▸ Exercise prompt
List every line in the records below that contains the word "neck", copying each one in full.

▸ Items drawn from a dataset
>> Begin

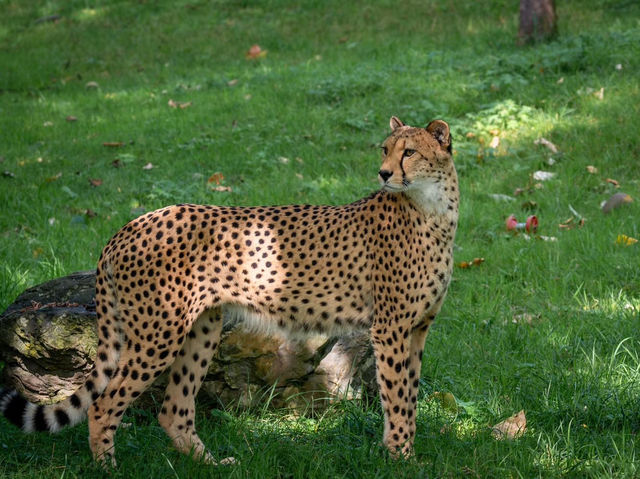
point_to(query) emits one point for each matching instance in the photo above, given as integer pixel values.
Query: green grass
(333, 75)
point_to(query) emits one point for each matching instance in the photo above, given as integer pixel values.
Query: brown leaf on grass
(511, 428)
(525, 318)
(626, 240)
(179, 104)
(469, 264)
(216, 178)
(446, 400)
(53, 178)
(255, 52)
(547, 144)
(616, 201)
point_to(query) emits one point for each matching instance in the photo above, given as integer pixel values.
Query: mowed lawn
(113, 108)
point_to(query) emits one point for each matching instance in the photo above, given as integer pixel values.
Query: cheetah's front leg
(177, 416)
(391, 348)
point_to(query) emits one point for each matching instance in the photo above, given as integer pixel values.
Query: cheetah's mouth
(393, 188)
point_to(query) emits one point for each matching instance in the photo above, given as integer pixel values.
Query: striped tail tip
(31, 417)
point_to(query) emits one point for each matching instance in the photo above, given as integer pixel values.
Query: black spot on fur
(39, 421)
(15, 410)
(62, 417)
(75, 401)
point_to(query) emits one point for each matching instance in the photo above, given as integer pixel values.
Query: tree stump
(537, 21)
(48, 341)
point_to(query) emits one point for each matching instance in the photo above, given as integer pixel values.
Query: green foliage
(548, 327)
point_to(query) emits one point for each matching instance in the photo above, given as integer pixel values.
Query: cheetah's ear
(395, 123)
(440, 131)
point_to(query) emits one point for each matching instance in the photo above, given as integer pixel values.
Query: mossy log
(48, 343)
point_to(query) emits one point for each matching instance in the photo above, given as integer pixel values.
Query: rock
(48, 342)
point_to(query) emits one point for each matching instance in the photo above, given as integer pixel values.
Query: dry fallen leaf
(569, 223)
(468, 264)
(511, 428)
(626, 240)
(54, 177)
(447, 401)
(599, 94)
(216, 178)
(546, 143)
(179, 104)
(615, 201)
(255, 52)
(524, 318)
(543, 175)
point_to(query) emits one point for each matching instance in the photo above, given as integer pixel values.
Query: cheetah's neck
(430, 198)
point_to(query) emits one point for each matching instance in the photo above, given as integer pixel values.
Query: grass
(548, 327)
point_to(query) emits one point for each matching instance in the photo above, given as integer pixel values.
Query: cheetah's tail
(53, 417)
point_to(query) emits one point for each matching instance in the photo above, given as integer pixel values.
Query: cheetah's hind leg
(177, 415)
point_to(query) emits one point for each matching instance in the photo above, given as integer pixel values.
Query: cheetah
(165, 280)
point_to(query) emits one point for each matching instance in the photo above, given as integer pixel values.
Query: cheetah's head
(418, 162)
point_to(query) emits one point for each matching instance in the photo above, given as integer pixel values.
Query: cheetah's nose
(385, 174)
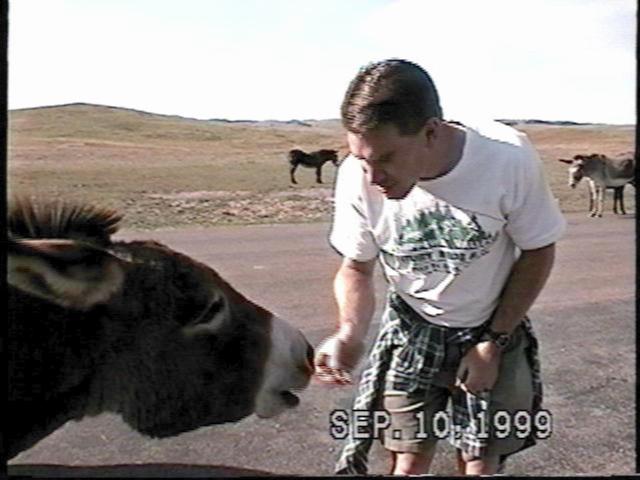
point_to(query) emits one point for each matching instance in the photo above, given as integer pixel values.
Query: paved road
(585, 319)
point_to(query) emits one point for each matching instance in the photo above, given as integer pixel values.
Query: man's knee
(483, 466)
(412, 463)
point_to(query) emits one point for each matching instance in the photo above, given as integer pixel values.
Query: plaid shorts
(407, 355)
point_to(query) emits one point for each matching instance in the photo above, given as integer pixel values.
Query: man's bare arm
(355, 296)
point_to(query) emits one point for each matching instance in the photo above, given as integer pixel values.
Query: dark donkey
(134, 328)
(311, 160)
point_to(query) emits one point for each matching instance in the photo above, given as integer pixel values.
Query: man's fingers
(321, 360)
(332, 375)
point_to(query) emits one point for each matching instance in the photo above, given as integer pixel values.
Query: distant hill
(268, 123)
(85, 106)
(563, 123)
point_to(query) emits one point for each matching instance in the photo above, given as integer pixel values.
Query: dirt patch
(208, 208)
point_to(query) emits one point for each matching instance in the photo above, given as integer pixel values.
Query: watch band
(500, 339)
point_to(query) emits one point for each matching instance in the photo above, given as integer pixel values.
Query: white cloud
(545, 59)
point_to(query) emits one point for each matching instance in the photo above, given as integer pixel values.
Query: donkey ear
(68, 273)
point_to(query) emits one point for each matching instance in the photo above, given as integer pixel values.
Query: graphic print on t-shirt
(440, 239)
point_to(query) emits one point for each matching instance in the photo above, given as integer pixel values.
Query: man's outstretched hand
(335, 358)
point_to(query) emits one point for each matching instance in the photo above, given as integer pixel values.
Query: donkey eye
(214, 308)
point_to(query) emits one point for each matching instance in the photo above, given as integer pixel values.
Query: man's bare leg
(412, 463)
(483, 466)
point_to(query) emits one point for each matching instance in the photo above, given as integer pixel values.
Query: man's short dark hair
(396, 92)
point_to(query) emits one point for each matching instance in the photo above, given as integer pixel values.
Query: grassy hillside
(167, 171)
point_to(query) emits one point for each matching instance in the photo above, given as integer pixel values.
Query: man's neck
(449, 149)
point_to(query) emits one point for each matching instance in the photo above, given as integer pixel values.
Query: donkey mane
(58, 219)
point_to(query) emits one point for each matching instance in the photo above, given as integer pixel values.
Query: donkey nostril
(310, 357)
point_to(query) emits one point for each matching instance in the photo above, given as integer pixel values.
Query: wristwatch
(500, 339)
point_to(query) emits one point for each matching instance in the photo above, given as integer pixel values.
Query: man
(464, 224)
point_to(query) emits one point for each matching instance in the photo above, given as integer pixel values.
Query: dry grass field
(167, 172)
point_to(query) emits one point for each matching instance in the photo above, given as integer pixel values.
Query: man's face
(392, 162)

>> End

▸ The solution
Query: cheetah's neck
Query: man's neck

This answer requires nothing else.